# Seeking feedback on my riding



## Kijima (Mar 3, 2019)

Nice vid.
You have a very similar natural style to me. A nice arch in your toe turns and an invisible girlfriend heel turn.
The invisible girlfriend is a funny name for that downward, inwardly rotated thing we do with our rear arm in heel turns. I would like to see you raise you rear arm up high in heel turns, bent at the elbow a little bit and focus on dropping your front shoulder. Then add some upper body rotation and you will be riding very stylishly in my opinion.


----------



## Kijima (Mar 3, 2019)

Like this 







i


----------



## Kijima (Mar 3, 2019)

And this is where you keep your arm during heel turns.


----------



## drblast (Feb 28, 2017)

I think you look pretty good. What makes you think you've hit a plateau?

I usually have a goal in mind of things I'd like to be able to do. Ride switch better, carve harder, get lower, ride more dynamically, etc. It helps to have a good example in mind, like "I want to do nose roll like Ryan Knapton" or "I want to look cool like Kijima's picture"

Then try to figure out what you need to change to get there. For me this season it's switch riding and to get there I ride a twin and compare how I ride regular vs. switch multiple times per run. Whenever switch feels wrong, I do the same thing regular and try to imitate that and spot any differences.

I like watching videos of better riders to get a mental image of how I want to ride.

Or, maybe it's "I want to do the largest jump smoothly" and I know I need to work up to it practicing smaller jumps until they're second nature. That's a different kind of goal.

○ ○ ○ ○

**TASKS**
a - Repeat the passage of the riding feedback thread starting at "And this is" and ending at "hit a plateau?".
b - Convert the rows below into a numbered list, omitting blank lines, starting at the line that contains "Ground woman's hand in the image above." and ending at the last line of the rows.

○ ○ ○ ○

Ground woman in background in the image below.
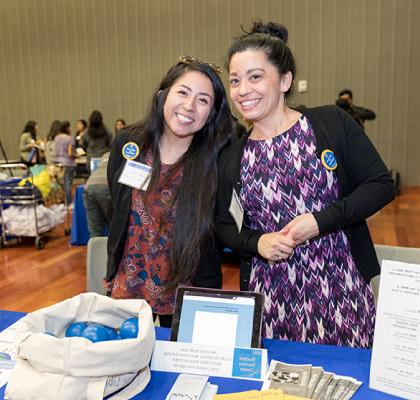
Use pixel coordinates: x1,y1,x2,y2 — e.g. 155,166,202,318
45,119,61,165
54,121,76,207
19,120,41,166
114,118,127,135
106,57,232,326
216,22,394,347
74,119,87,149
82,110,113,171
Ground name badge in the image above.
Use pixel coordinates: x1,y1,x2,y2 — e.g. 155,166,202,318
118,160,152,191
229,189,244,232
122,142,139,160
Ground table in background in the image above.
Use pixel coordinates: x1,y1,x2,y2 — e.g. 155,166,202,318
0,310,398,400
70,185,89,246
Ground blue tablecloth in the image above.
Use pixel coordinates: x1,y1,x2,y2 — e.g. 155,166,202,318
70,185,89,246
0,310,398,400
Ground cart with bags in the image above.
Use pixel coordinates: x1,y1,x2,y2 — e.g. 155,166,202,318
0,163,66,250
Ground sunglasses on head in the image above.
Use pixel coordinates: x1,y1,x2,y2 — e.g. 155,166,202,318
178,55,223,75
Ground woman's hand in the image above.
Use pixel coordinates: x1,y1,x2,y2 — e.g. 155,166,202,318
280,213,319,245
258,232,296,261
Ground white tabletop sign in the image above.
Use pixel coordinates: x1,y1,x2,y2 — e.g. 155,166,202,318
369,261,420,400
151,340,267,380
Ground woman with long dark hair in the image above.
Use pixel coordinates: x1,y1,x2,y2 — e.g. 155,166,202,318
216,22,394,347
19,120,41,165
106,57,232,326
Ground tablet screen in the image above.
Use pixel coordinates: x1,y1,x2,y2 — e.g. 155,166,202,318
171,288,261,347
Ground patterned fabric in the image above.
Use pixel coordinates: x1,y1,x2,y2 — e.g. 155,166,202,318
111,156,182,315
240,116,375,347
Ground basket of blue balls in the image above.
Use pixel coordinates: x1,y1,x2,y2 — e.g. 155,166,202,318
6,293,155,400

○ ○ ○ ○

**OUTPUTS**
a -
And this is where you keep your arm during heel turns.


----------



## drblast (Feb 28, 2017)

I think you look pretty good. What makes you think you've hit a plateau?

b -
1. Ground woman's hand in the image above.
2. Use pixel coordinates: x1,y1,x2,y2 — e.g. 155,166,202,318
3. 280,213,319,245
4. 258,232,296,261
5. Ground white tabletop sign in the image above.
6. Use pixel coordinates: x1,y1,x2,y2 — e.g. 155,166,202,318
7. 369,261,420,400
8. 151,340,267,380
9. Ground woman with long dark hair in the image above.
10. Use pixel coordinates: x1,y1,x2,y2 — e.g. 155,166,202,318
11. 216,22,394,347
12. 19,120,41,165
13. 106,57,232,326
14. Ground tablet screen in the image above.
15. Use pixel coordinates: x1,y1,x2,y2 — e.g. 155,166,202,318
16. 171,288,261,347
17. Ground patterned fabric in the image above.
18. Use pixel coordinates: x1,y1,x2,y2 — e.g. 155,166,202,318
19. 111,156,182,315
20. 240,116,375,347
21. Ground basket of blue balls in the image above.
22. Use pixel coordinates: x1,y1,x2,y2 — e.g. 155,166,202,318
23. 6,293,155,400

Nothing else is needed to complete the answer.